┌──

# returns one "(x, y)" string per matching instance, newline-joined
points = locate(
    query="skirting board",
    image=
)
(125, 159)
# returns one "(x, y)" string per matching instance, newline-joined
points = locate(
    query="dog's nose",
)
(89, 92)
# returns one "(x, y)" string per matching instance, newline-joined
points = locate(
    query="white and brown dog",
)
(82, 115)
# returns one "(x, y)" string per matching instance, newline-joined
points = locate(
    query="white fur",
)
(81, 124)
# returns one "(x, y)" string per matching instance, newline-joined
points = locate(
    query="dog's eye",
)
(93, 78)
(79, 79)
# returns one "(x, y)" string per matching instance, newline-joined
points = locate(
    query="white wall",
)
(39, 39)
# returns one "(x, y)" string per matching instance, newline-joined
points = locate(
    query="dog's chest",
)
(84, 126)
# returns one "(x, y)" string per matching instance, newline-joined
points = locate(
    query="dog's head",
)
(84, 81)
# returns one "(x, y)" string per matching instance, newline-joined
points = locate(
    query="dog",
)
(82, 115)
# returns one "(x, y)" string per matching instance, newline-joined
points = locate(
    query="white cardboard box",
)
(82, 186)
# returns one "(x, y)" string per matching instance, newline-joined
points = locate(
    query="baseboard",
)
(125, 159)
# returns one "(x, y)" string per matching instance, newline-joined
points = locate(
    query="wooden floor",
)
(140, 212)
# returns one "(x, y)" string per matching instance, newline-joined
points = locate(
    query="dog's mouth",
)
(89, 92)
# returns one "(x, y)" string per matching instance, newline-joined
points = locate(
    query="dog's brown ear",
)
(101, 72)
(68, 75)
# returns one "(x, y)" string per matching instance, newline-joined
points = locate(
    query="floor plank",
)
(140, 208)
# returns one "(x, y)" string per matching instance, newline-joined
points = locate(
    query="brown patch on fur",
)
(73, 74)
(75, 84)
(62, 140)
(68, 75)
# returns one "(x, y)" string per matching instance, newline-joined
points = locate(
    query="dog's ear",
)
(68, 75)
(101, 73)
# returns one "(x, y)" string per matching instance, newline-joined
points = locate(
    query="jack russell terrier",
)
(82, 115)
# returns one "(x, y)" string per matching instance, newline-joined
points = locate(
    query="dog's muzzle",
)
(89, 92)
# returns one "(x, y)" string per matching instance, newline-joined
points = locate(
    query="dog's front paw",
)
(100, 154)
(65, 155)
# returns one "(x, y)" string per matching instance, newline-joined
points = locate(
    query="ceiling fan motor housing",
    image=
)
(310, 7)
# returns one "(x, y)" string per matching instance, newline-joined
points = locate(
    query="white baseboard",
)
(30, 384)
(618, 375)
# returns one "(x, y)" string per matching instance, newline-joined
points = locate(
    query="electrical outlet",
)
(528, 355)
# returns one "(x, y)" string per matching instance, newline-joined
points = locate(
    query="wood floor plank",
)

└──

• **Aim of the task**: Report every line of the listing above that contains the string "floor", matching case exactly.

• **Solution to the problem**:
    query="wooden floor",
    query="floor plank",
    query="wood floor plank",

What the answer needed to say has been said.